• _LE TUE CONSEGNE_:
A - Riassumi in due frasi il testo sui dipendenti pubblici.
B - Trascrivi il brano del testo sui dipendenti pubblici partendo dalle parole "A stagioni alterne" e fermandoti dopo "in questo modo.".

• _ESTRATTO DEL DOCUMENTO_:
####################
A stagioni alterne viene posta la domanda: i dipendenti pubblici sono troppi? è una domanda retorica perché matura ciclicamente in aree della politica e dell’opinione pubblica convinte che i dipendenti pubblici siano sempre troppi, ma è anche una domanda fuorviante perché non specifica “troppi per che cosa” e allude solo ad una presunta e generica eccedenza rispetto ad altri paesi; inoltre fa pensare agli impiegati, quelli che vengono definiti con disprezzo “burocrati” e a cui si addebitano sommariamente tutte le inefficienze del sistema pubblico, mentre il pubblico impiego comprende categorie professionali molto diverse, che operano in comparti molto diversi e che erogano servizi cruciali per il benessere collettivo. In definitiva, è una domanda sbagliata, a cui tuttavia si può rispondere nella speranza che non venga più posta in questo modo.
####################
• _DATI DI PARTENZA_:
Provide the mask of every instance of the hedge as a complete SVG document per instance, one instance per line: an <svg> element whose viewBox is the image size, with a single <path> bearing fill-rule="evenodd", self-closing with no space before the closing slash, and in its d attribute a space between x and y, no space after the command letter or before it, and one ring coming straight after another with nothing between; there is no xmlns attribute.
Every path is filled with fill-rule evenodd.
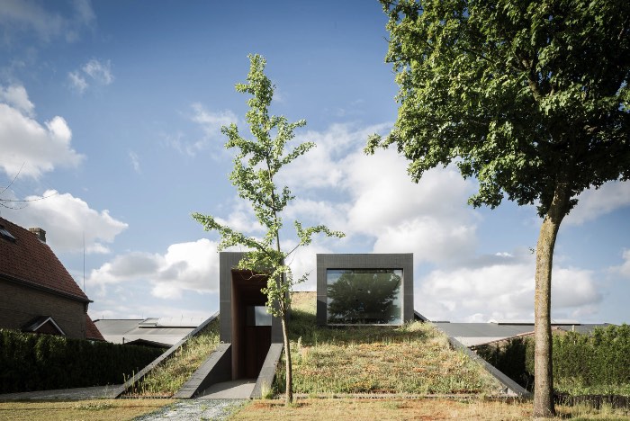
####################
• _SOLUZIONI DEGLI ESERCIZI_:
A - Il testo sostiene che la domanda ricorrente sul fatto che i dipendenti pubblici siano troppi è retorica, perché nasce in ambienti convinti che lo siano sempre, e fuorviante, perché non specifica "troppi per che cosa" e fa pensare solo ai "burocrati", mentre il pubblico impiego comprende categorie professionali molto diverse che erogano servizi cruciali per il benessere collettivo. Conclude che si tratta di una domanda sbagliata, a cui si può comunque rispondere nella speranza che non venga più posta in questo modo.

B -
A stagioni alterne viene posta la domanda: i dipendenti pubblici sono troppi? è una domanda retorica perché matura ciclicamente in aree della politica e dell’opinione pubblica convinte che i dipendenti pubblici siano sempre troppi, ma è anche una domanda fuorviante perché non specifica “troppi per che cosa” e allude solo ad una presunta e generica eccedenza rispetto ad altri paesi; inoltre fa pensare agli impiegati, quelli che vengono definiti con disprezzo “burocrati” e a cui si addebitano sommariamente tutte le inefficienze del sistema pubblico, mentre il pubblico impiego comprende categorie professionali molto diverse, che operano in comparti molto diversi e che erogano servizi cruciali per il benessere collettivo. In definitiva, è una domanda sbagliata, a cui tuttavia si può rispondere nella speranza che non venga più posta in questo modo.